> **Passage for review**:
(The Spirit is pleased to share with our readers vignettes of life in the 19th century as originally reported in past issues of the newspapers. These reproduced stories include their original headlines and spelling.)
January 5, 1898
DuBois Has a Hospital
The DuBois Hospital, which is a monument to the energy of Drs. S. Fugate and J.C. Sullivan was formally opened for the reception of patients on Monday. It is a three-story building 40 by 40 feet, with a wing attached 50 by 35 feet, and is situated on Scriber avenue, near the centre of town. It is well finished, and contains modern equipment and conveniences.
The male ward contains six and the female ward five beds. The staff will consist of Drs. Fugate and Sullivan, to whom the institution belongs, with Miss Pauley as head nurse and Miss Love as assistant.
Moved to Rochester
General Manager Lucius W. Robinson, of R. & P. C. & I. Company, will hereafter make his home in Rochester, New York, having removed his family to that city yesterday. Mr. Robinson's duties will nevertheless require him to spend much of his time in Punxsutawney. Dr. W. S. Blaisdell will occupy the dwelling vacated by Mr. Robinson.
New China Store
P.P. Long will put a large line of china and glassware in the Winslow building on or before February 1, '98. Any goods wanted now call out store. P.P. Long.

> **What you need to do**: State whether each statement agrees with the 1898 newspaper items, answering yes or no and quoting the deciding words: (a) The male ward of the DuBois Hospital has more beds than the female ward. (b) After moving to Rochester, Lucius W. Robinson will no longer spend time in Punxsutawney. (c) Miss Love will serve as head nurse of the hospital. The rows that follow come from a separate source and are unrelated to the newspaper items.

> **Data shown**:
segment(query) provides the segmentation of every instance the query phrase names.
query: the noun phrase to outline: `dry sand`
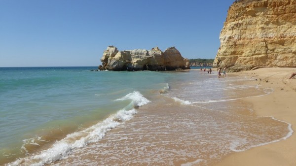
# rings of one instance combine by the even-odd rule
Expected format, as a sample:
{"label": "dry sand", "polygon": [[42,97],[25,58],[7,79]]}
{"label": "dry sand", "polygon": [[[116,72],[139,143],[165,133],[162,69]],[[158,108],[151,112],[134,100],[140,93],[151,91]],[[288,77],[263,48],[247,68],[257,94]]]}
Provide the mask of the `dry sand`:
{"label": "dry sand", "polygon": [[[249,84],[273,89],[270,94],[243,99],[251,103],[259,116],[272,116],[292,124],[296,131],[296,79],[289,79],[296,68],[263,68],[227,73],[247,76]],[[257,80],[256,80],[257,79]],[[296,166],[296,134],[285,140],[233,153],[216,166]]]}

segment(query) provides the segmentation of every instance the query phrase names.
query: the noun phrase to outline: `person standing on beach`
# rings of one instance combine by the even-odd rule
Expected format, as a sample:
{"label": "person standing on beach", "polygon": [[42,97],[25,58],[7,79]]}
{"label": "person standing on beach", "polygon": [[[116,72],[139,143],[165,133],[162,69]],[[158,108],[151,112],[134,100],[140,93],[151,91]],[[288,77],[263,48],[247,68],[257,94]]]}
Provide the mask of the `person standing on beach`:
{"label": "person standing on beach", "polygon": [[291,75],[290,76],[290,78],[289,78],[289,79],[291,79],[293,78],[293,77],[294,77],[294,76],[296,75],[296,72],[293,72],[291,74]]}
{"label": "person standing on beach", "polygon": [[221,67],[218,69],[218,78],[220,78],[221,76]]}
{"label": "person standing on beach", "polygon": [[224,67],[223,69],[223,76],[222,76],[222,78],[224,77],[226,77],[226,67]]}

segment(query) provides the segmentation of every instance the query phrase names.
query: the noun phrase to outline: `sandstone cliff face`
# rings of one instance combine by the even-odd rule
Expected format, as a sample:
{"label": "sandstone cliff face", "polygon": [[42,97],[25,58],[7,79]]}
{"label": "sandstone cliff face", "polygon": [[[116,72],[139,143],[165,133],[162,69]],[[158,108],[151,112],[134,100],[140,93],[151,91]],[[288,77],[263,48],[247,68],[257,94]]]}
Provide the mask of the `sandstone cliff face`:
{"label": "sandstone cliff face", "polygon": [[189,60],[182,57],[175,47],[168,48],[164,52],[158,47],[151,50],[135,49],[118,51],[113,46],[104,51],[101,59],[100,70],[172,70],[177,68],[190,69]]}
{"label": "sandstone cliff face", "polygon": [[220,39],[215,67],[296,67],[296,0],[234,2]]}

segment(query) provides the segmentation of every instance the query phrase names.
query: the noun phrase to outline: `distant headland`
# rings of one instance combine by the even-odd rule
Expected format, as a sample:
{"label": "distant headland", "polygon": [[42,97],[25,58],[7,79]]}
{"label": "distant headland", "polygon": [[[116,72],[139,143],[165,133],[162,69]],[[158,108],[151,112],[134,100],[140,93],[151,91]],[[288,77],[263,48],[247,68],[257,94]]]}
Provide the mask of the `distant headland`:
{"label": "distant headland", "polygon": [[182,57],[175,47],[161,51],[158,47],[151,50],[134,49],[118,51],[109,46],[101,59],[100,70],[165,71],[190,69],[189,60]]}

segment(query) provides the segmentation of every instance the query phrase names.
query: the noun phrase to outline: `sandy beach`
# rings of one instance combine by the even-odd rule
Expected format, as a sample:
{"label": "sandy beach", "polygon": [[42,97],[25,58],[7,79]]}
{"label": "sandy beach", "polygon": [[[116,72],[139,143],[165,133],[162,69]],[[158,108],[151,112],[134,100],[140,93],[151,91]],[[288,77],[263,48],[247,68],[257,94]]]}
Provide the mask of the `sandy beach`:
{"label": "sandy beach", "polygon": [[[255,70],[227,73],[254,78],[248,83],[271,88],[270,94],[245,98],[252,103],[259,116],[272,116],[292,125],[296,131],[296,79],[289,79],[295,68],[263,68]],[[295,132],[286,139],[233,153],[216,166],[296,166],[296,136]]]}

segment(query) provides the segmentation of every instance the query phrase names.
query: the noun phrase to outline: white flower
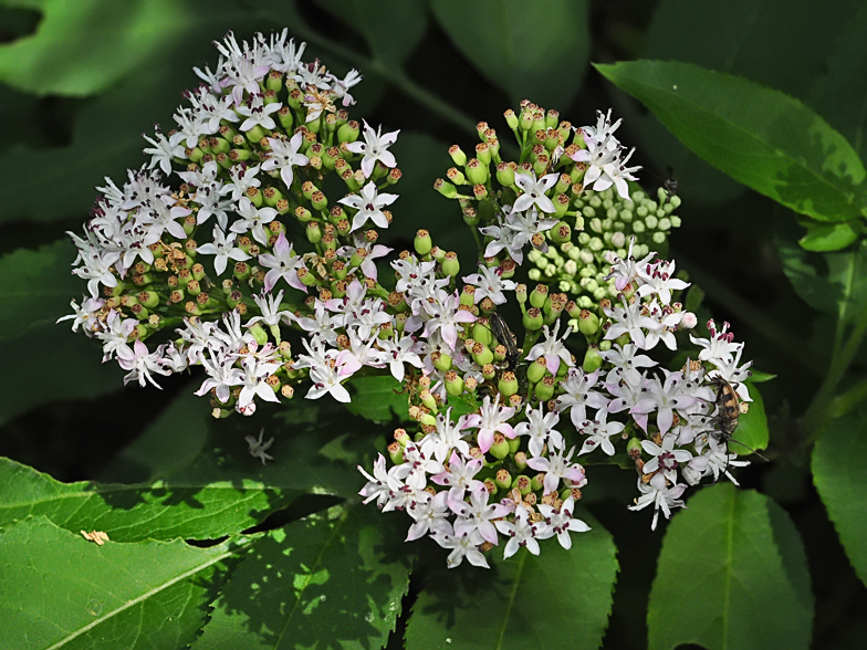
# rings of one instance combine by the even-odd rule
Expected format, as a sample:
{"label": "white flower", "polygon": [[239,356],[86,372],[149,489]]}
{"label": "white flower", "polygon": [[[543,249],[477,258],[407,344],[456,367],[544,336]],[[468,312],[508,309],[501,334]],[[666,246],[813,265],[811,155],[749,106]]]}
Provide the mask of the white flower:
{"label": "white flower", "polygon": [[554,332],[549,332],[547,325],[544,326],[545,340],[537,343],[532,347],[530,354],[526,355],[529,361],[535,361],[539,357],[545,357],[545,367],[552,375],[557,374],[560,361],[572,367],[575,363],[572,360],[572,354],[563,345],[563,340],[568,338],[572,333],[572,327],[567,327],[563,333],[563,338],[557,338],[557,331],[560,329],[560,321],[554,323]]}
{"label": "white flower", "polygon": [[262,162],[264,171],[280,170],[280,178],[283,179],[286,188],[292,187],[294,175],[292,167],[300,167],[310,162],[304,154],[299,154],[301,144],[304,141],[304,134],[297,132],[289,141],[279,138],[268,138],[268,144],[271,146],[271,155]]}
{"label": "white flower", "polygon": [[396,199],[397,195],[378,193],[376,185],[374,181],[370,181],[362,188],[361,196],[349,195],[337,202],[357,210],[355,217],[353,217],[353,224],[349,231],[352,232],[362,228],[367,223],[368,219],[379,228],[388,228],[388,219],[383,212],[383,208],[390,206]]}
{"label": "white flower", "polygon": [[553,201],[545,196],[545,192],[557,182],[558,178],[560,174],[549,174],[536,180],[536,175],[533,171],[530,174],[515,172],[515,185],[524,193],[518,197],[512,210],[523,212],[535,205],[543,212],[556,212]]}
{"label": "white flower", "polygon": [[388,147],[395,144],[397,134],[399,134],[400,130],[393,130],[385,135],[382,135],[382,125],[377,132],[374,132],[365,122],[364,141],[355,141],[346,145],[346,148],[353,154],[364,154],[364,158],[362,158],[362,171],[364,172],[365,178],[370,178],[370,174],[374,171],[374,164],[377,160],[386,167],[395,167],[397,165],[395,155],[388,150]]}
{"label": "white flower", "polygon": [[236,232],[226,237],[226,233],[219,227],[215,227],[213,243],[207,243],[197,249],[203,255],[217,255],[213,260],[213,269],[217,271],[217,275],[222,275],[230,259],[236,262],[250,259],[250,255],[243,252],[243,250],[233,245],[237,237],[238,233]]}
{"label": "white flower", "polygon": [[477,287],[476,303],[481,302],[485,297],[490,297],[495,305],[505,303],[503,291],[514,291],[515,283],[511,280],[503,280],[502,269],[499,266],[491,269],[484,264],[479,264],[479,269],[481,269],[481,273],[473,273],[463,279],[463,282]]}

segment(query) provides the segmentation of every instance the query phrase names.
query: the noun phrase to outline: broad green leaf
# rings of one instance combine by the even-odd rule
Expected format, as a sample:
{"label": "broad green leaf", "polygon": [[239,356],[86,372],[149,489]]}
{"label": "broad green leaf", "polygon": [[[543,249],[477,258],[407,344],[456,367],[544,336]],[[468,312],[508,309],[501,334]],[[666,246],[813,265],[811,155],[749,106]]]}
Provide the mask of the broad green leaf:
{"label": "broad green leaf", "polygon": [[[812,13],[815,17],[816,12]],[[826,72],[807,103],[852,143],[861,160],[867,160],[867,6],[856,2],[840,27],[845,31],[831,42],[834,50]]]}
{"label": "broad green leaf", "polygon": [[220,564],[238,548],[179,539],[97,546],[43,517],[4,526],[3,647],[184,648],[205,622]]}
{"label": "broad green leaf", "polygon": [[0,258],[0,340],[53,326],[60,316],[72,313],[72,298],[81,304],[87,285],[72,274],[74,259],[75,247],[65,239],[35,251],[18,249]]}
{"label": "broad green leaf", "polygon": [[752,453],[750,449],[755,451],[767,449],[769,440],[767,415],[764,410],[762,394],[758,386],[753,386],[752,381],[745,384],[752,398],[752,401],[749,402],[750,410],[738,418],[738,429],[729,442],[729,451],[739,455],[750,455]]}
{"label": "broad green leaf", "polygon": [[597,70],[735,180],[821,221],[867,214],[857,154],[797,99],[687,63],[631,61]]}
{"label": "broad green leaf", "polygon": [[647,615],[650,650],[808,648],[806,556],[785,512],[729,483],[704,488],[666,531]]}
{"label": "broad green leaf", "polygon": [[[421,2],[404,0],[320,0],[331,13],[361,32],[374,60],[400,66],[425,35],[428,14]],[[364,71],[362,71],[364,72]]]}
{"label": "broad green leaf", "polygon": [[855,573],[867,585],[867,424],[850,415],[828,422],[813,448],[813,482]]}
{"label": "broad green leaf", "polygon": [[239,564],[194,650],[382,648],[409,566],[389,514],[356,504],[272,531]]}
{"label": "broad green leaf", "polygon": [[598,648],[617,560],[610,535],[589,523],[593,531],[572,535],[570,551],[552,538],[541,543],[539,557],[522,548],[501,562],[495,548],[491,570],[449,570],[443,551],[441,568],[428,574],[412,607],[407,648]]}
{"label": "broad green leaf", "polygon": [[346,386],[352,395],[346,405],[351,413],[374,422],[409,421],[409,396],[391,375],[356,377]]}
{"label": "broad green leaf", "polygon": [[191,386],[186,386],[97,479],[144,483],[185,468],[205,445],[210,411],[208,400],[195,395]]}
{"label": "broad green leaf", "polygon": [[[173,0],[8,0],[43,12],[36,32],[0,45],[0,81],[39,95],[105,90],[189,30]],[[62,64],[59,64],[62,62]]]}
{"label": "broad green leaf", "polygon": [[577,94],[589,51],[585,0],[433,0],[455,45],[518,107],[529,98],[565,111]]}
{"label": "broad green leaf", "polygon": [[857,221],[843,221],[838,223],[818,223],[808,221],[805,223],[807,233],[797,240],[801,248],[805,251],[827,253],[845,249],[858,239],[861,233],[860,224]]}
{"label": "broad green leaf", "polygon": [[77,533],[104,531],[115,542],[213,539],[260,523],[296,493],[254,480],[212,483],[157,481],[150,485],[61,483],[0,458],[0,525],[45,516]]}

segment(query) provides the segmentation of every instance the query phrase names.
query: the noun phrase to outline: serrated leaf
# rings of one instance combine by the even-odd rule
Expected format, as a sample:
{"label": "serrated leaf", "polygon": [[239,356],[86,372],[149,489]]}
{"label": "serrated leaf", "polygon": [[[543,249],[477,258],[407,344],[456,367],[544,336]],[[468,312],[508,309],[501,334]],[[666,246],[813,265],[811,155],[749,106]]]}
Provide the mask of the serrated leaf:
{"label": "serrated leaf", "polygon": [[400,537],[376,507],[334,511],[257,542],[194,650],[384,647],[409,586]]}
{"label": "serrated leaf", "polygon": [[[0,530],[0,632],[15,650],[184,648],[219,564],[241,548],[181,541],[97,546],[44,517]],[[170,622],[170,625],[167,625]]]}
{"label": "serrated leaf", "polygon": [[867,423],[846,416],[825,424],[813,448],[813,482],[855,573],[867,585]]}
{"label": "serrated leaf", "polygon": [[409,421],[409,399],[391,375],[353,377],[346,382],[352,401],[346,409],[373,422]]}
{"label": "serrated leaf", "polygon": [[704,488],[666,531],[647,615],[651,650],[808,648],[806,556],[785,512],[758,492]]}
{"label": "serrated leaf", "polygon": [[858,239],[861,232],[857,221],[843,221],[840,223],[817,223],[809,221],[805,224],[807,233],[797,240],[805,251],[827,253],[845,249]]}
{"label": "serrated leaf", "polygon": [[585,0],[433,0],[455,45],[512,103],[564,109],[581,88],[589,51]]}
{"label": "serrated leaf", "polygon": [[[35,251],[18,249],[0,258],[0,340],[18,338],[72,313],[86,285],[72,274],[75,247],[58,240]],[[67,327],[67,326],[65,326]]]}
{"label": "serrated leaf", "polygon": [[687,147],[735,180],[821,221],[867,214],[866,172],[846,139],[797,99],[678,62],[597,65]]}
{"label": "serrated leaf", "polygon": [[0,458],[0,484],[7,486],[0,492],[0,525],[45,516],[71,532],[104,531],[115,542],[213,539],[237,534],[297,495],[253,480],[61,483],[4,458]]}
{"label": "serrated leaf", "polygon": [[0,46],[0,81],[39,95],[97,93],[159,52],[194,20],[186,3],[173,0],[8,4],[38,7],[43,17],[34,34]]}
{"label": "serrated leaf", "polygon": [[374,59],[400,66],[425,35],[428,14],[421,2],[404,0],[321,0],[321,3],[367,41]]}
{"label": "serrated leaf", "polygon": [[834,50],[825,61],[826,72],[808,103],[867,160],[867,6],[856,2],[839,23],[844,32],[831,42]]}
{"label": "serrated leaf", "polygon": [[[491,570],[431,569],[412,607],[407,648],[598,648],[608,623],[617,560],[612,536],[572,535],[572,548],[542,542],[535,557],[522,548]],[[502,554],[500,548],[494,554]],[[466,565],[466,563],[464,563]]]}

> **Solved problem**:
(a) Yes: "The male ward contains six and the female ward five beds."
(b) No: "Mr. Robinson's duties will nevertheless require him to spend much of his time in Punxsutawney."
(c) No: "with Miss Pauley as head nurse and Miss Love as assistant."